Raw entries
-- Start --
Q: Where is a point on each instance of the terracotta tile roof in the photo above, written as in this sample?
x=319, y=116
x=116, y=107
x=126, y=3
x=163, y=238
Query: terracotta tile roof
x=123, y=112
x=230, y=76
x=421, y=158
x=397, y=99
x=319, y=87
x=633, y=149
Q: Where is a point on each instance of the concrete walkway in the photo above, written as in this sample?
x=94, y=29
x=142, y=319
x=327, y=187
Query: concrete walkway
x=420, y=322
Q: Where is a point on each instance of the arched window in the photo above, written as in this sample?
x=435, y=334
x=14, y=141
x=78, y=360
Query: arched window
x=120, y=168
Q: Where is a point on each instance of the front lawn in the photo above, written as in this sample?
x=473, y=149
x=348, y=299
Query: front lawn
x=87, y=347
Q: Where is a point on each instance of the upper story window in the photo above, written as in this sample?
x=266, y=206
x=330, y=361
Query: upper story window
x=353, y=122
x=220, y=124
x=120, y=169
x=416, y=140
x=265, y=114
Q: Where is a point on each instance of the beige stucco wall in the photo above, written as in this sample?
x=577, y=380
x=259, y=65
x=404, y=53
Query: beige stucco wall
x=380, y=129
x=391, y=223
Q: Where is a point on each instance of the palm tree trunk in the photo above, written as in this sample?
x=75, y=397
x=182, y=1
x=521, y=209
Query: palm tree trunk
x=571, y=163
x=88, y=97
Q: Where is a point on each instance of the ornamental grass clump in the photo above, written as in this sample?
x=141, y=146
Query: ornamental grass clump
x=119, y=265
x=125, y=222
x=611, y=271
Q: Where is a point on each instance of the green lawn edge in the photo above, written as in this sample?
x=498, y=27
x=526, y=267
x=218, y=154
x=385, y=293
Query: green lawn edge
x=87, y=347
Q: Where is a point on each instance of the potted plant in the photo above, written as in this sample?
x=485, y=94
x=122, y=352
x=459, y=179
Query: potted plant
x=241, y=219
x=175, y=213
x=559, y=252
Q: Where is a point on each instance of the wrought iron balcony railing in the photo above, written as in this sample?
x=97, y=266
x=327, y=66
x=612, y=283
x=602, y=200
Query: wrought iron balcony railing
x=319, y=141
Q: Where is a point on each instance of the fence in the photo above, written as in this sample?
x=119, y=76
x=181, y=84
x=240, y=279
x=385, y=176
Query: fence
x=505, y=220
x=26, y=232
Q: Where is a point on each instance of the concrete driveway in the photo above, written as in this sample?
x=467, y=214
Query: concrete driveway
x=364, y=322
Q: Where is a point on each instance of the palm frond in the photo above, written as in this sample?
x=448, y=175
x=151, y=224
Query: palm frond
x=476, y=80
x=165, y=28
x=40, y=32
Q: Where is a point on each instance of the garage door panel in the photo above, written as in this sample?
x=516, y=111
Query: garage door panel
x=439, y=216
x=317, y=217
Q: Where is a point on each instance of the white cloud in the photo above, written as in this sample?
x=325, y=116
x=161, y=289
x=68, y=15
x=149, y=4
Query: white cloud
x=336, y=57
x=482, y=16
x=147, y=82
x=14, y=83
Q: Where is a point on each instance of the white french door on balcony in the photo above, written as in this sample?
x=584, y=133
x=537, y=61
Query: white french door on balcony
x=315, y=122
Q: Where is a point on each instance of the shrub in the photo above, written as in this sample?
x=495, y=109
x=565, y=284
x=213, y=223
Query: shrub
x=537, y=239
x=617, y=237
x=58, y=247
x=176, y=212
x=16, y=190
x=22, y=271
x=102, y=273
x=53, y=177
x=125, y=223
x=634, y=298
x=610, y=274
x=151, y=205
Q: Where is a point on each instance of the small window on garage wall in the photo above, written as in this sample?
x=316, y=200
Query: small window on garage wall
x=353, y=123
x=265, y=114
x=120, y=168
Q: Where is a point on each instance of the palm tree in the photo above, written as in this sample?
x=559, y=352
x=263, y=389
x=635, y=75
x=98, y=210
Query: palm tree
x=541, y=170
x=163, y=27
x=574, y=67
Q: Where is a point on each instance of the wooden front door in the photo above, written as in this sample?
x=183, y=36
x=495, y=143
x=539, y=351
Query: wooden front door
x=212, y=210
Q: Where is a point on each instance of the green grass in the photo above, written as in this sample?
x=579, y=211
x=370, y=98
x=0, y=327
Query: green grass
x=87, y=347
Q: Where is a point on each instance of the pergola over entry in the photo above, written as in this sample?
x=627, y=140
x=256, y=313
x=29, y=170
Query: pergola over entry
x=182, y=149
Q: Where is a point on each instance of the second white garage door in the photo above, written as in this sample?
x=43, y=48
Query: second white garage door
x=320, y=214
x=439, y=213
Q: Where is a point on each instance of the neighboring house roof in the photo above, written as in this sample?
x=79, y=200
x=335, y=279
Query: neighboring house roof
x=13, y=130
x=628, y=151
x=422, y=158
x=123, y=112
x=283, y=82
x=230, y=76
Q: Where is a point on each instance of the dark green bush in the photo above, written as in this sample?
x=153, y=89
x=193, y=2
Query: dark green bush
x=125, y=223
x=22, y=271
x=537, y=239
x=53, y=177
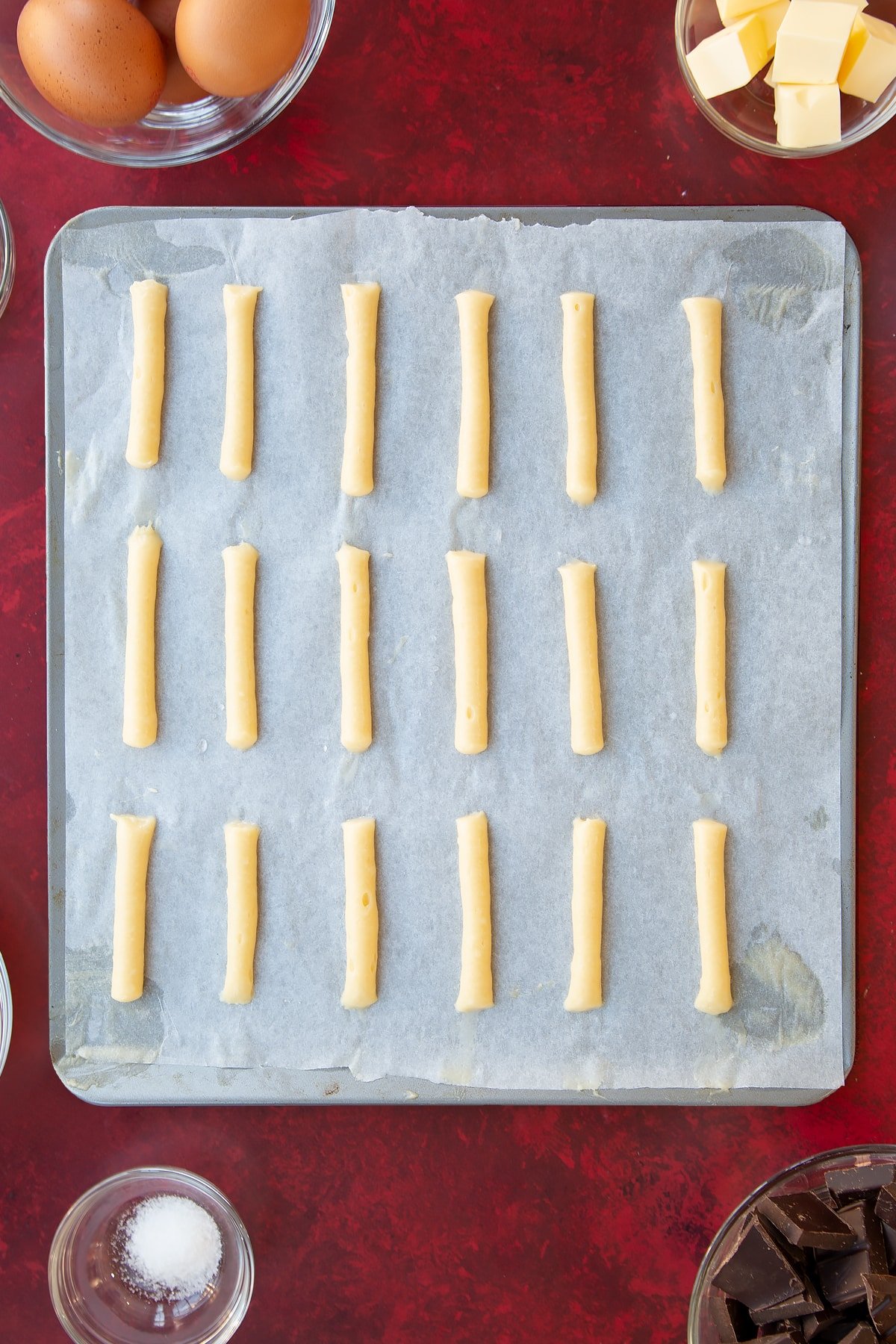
-- End --
What is being asked: Can you reproduce every one of the entries above word for word, leaving the pictures out?

Final answer:
Q: Where is a point on each instance of the terracotta tile roof in the photo above, written as in this sample?
x=319, y=116
x=116, y=107
x=126, y=3
x=163, y=238
Query: terracotta tile roof
x=123, y=112
x=230, y=76
x=421, y=158
x=397, y=99
x=319, y=87
x=633, y=149
Q: Where is a point on each instance of the concrete walkway in the photo above, written as in this sample?
x=94, y=29
x=142, y=319
x=327, y=187
Query: concrete walkway
x=420, y=322
Q: Where is a point on each instance of the arched window in the photo above, written as in this sample?
x=435, y=334
x=14, y=141
x=78, y=360
Query: arched window
x=120, y=168
Q: Where is a point on each instance of the front lawn in the photo above, written as in this sample?
x=473, y=149
x=348, y=299
Query: front lawn
x=87, y=347
Q: Where is a point on each instance of the upper story window in the photo above, written as in this sample?
x=266, y=206
x=330, y=361
Query: upper story window
x=353, y=122
x=220, y=124
x=120, y=169
x=416, y=140
x=265, y=114
Q: Where is a point on each instance of the beige stucco wall in the photo above, written as in this sample?
x=577, y=380
x=259, y=65
x=404, y=53
Query: beige stucco wall
x=380, y=129
x=391, y=223
Q: Where is a point on each instance of the palm tree trunk in the photo above, written as in this sample?
x=75, y=397
x=182, y=1
x=521, y=209
Query: palm tree trunk
x=571, y=163
x=88, y=97
Q: Where is a point on each instance of the ornamental grass clump in the photo above, written as in this sample?
x=141, y=146
Query: ornamental grass clump
x=119, y=265
x=125, y=222
x=611, y=271
Q: Where is a point on each instance of the green lawn edge in the photo above, written as in this sample?
x=498, y=27
x=526, y=267
x=218, y=154
x=385, y=293
Query: green lawn edge
x=87, y=347
Q: Where is a point on each instance of the potted plant in the photo above, written as in this sample?
x=485, y=94
x=122, y=352
x=459, y=179
Query: potted plant
x=241, y=219
x=175, y=213
x=559, y=252
Q: Where is a point on each instance of the wrought iron balcony railing in the photo above, written as in this sample?
x=97, y=266
x=327, y=66
x=612, y=283
x=602, y=200
Query: wrought iron balcony railing
x=319, y=141
Q: Where is a point on each instance of the fence in the photo above, written as in this sample?
x=119, y=76
x=181, y=84
x=240, y=279
x=385, y=176
Query: fence
x=505, y=220
x=26, y=232
Q: Where is a point on each instance of the concrete driveway in the photo above, written as in this sample?
x=467, y=214
Query: concrete driveway
x=364, y=322
Q: Where is a point on each instance of the palm frond in the photo above, written as in this sample?
x=448, y=175
x=151, y=224
Query: palm frond
x=476, y=80
x=165, y=28
x=40, y=32
Q: Where is a point on each instance of the garage door panel in the photo above, written as in this sample?
x=516, y=111
Query: garage door panel
x=439, y=216
x=317, y=217
Q: Where is a point on each instance of the white cloud in the photo above, written as in this sample?
x=325, y=116
x=161, y=289
x=68, y=15
x=149, y=4
Query: white cloud
x=336, y=57
x=482, y=16
x=147, y=82
x=14, y=83
Q: Where is a point on each instance of the white french door on balcony in the photo above, written as in this sample?
x=584, y=133
x=537, y=61
Query: white french door on balcony
x=315, y=122
Q: Where is a point on each instance of the shrub in the photo above, written as in this sample?
x=495, y=109
x=565, y=284
x=213, y=223
Query: shrub
x=537, y=239
x=617, y=237
x=58, y=247
x=176, y=212
x=16, y=190
x=22, y=271
x=102, y=273
x=53, y=177
x=125, y=223
x=634, y=298
x=610, y=274
x=151, y=205
Q: Where is a point on each instance of the small window on garage wall in the photo above, written as in this sample?
x=316, y=200
Query: small window on garage wall
x=353, y=123
x=265, y=114
x=120, y=168
Q: Where is a point on each instance of the palm tree in the photo above, written as in this sample?
x=559, y=352
x=263, y=389
x=635, y=75
x=98, y=210
Query: palm tree
x=541, y=170
x=163, y=27
x=574, y=67
Q: Where is a point on each instance of the wooden front door in the photo above, written as in this sample?
x=183, y=36
x=495, y=143
x=539, y=351
Query: wooden front door
x=212, y=210
Q: Where is a point on each instance of the green grass in the photo above, written as in this sample?
x=579, y=211
x=370, y=98
x=0, y=327
Query: green grass
x=87, y=347
Q: Where is a point on each instance of the pergola over entry in the photo above, written as in this sample?
x=627, y=140
x=256, y=313
x=29, y=170
Query: pergola over entry
x=182, y=149
Q: Where is a point on each instance of the second white garage door in the photo above, written as in this sample?
x=43, y=48
Query: second white garage door
x=320, y=214
x=439, y=213
Q: Where is a point on each instance of the neighboring house roof in the photo above, written as in this sample?
x=79, y=200
x=335, y=279
Query: neighboring house roof
x=13, y=130
x=628, y=151
x=422, y=158
x=123, y=112
x=283, y=82
x=230, y=76
Q: Where is a point on each instance of the dark green bush in the photo above, written as in this sample?
x=153, y=89
x=193, y=2
Query: dark green bush
x=125, y=223
x=22, y=271
x=537, y=239
x=53, y=177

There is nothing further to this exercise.